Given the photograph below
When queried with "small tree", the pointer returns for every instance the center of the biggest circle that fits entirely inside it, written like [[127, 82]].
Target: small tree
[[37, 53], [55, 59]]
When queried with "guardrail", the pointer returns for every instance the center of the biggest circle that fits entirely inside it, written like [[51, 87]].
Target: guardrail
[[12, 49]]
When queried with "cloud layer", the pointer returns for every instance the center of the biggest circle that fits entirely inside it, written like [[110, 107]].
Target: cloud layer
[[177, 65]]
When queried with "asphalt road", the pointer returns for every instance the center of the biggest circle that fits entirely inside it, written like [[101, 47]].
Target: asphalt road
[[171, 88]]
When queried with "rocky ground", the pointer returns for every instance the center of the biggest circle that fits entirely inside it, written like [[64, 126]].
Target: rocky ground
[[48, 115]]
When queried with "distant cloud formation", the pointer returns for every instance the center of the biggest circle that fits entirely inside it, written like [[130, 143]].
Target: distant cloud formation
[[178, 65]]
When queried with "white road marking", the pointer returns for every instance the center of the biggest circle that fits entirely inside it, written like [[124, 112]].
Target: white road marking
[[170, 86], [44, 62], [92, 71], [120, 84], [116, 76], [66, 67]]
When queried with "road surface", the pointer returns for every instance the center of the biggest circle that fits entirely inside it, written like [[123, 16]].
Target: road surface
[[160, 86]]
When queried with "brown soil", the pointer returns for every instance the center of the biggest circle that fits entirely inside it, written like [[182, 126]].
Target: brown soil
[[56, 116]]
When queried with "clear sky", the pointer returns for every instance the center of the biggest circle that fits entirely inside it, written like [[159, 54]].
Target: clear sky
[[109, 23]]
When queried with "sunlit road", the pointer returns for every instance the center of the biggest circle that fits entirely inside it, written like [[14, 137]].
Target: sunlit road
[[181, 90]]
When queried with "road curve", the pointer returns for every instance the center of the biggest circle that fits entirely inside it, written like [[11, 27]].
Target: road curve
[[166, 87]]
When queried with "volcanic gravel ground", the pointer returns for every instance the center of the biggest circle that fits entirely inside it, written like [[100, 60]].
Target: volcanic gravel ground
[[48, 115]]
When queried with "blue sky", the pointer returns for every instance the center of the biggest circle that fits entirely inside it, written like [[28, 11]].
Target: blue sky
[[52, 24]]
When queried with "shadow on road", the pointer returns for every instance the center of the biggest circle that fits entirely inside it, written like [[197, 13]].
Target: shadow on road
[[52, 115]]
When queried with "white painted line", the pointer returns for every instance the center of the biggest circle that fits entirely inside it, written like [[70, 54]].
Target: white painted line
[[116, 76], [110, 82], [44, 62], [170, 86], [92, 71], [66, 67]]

▬▬▬▬▬▬▬▬▬▬

■ Exercise aim
Produce a precise copy of all the material above.

■ Answer section
Given the photograph below
When queried with "small tree", the pointer returns for every instance the center of the biggest circle that fits entirely inside it, written like [[127, 82]].
Target: small tree
[[37, 53], [55, 59]]
When queried with "guardrail", the pointer returns for every instance the center of the biggest circle that fits entirely inside it, written like [[51, 87]].
Target: guardrail
[[12, 49]]
When queried with "cloud layer", the pointer returns for every instance the center of the biggest circle that fits entirely inside it, written like [[110, 107]].
Target: cloud layer
[[177, 65]]
When queried with "asphalt road", the pointer returns for every instance the center of the biggest circle that fits entirely inside it, written like [[101, 47]].
Target: asphalt road
[[171, 88]]
When queried with "rocky ground", the pointer returns for every instance the center of the biggest circle that fits entirely inside it, written like [[64, 126]].
Target: rocky ground
[[48, 115]]
When queried with "distant cloud formation", the pointer returns for every instance the center of the biggest circle that fits entirely inside it, written like [[130, 143]].
Target: distant cloud formation
[[178, 65]]
When queried with "white road marking", the pointer returns for every instance the center of the biggest circle that fits entirely inside it, written like [[124, 112]].
Target: white road marking
[[170, 86], [44, 62], [92, 71], [120, 84], [116, 76], [66, 67]]
When queried with "road surface", the pointer returns for every instance the center of the biggest circle that fits entirely inside it, written like [[123, 16]].
Target: road surface
[[160, 86]]
When queried with "brown soil", the pointer returns for every instance the center of the biggest circle that fits entirely inside it, written like [[182, 126]].
Target: brown soil
[[56, 116]]
When queried with "clear sky", the pointer returns for every instance the center of the biggest circle that fits entirely inside it, written like [[159, 54]].
Target: clear sky
[[109, 23]]
When queried with "sunlit road", the pointer returns for every instance the center of the biggest circle that fits entirely inside it, written like [[14, 137]].
Target: sunlit road
[[181, 90]]
When queried with "road curve", the pointer returns for every instance the center of the biggest circle that fits entirely inside it, written like [[11, 27]].
Target: road curve
[[166, 87]]
When queried with "volcanic gravel ground", the pointer returns for every instance the center of the biggest circle that fits entirely inside it, written like [[100, 60]].
Target: volcanic gravel ground
[[48, 115]]
When queried with "blue sky", the pointer returns for every instance the center of the biggest circle that fits entirely inside it, written like [[28, 11]].
Target: blue sky
[[52, 24]]
When queried with "shadow on road", the pointer returns for every instance the center of the biggest circle that fits entirely inside it, written like [[197, 13]].
Target: shadow on road
[[52, 115]]
When queried with "white painted line", the pointer returns for every instance the center of the biggest circle that fits entirely inside it, written like [[70, 54]].
Target: white painted line
[[116, 76], [110, 82], [44, 62], [170, 86], [92, 71], [66, 67]]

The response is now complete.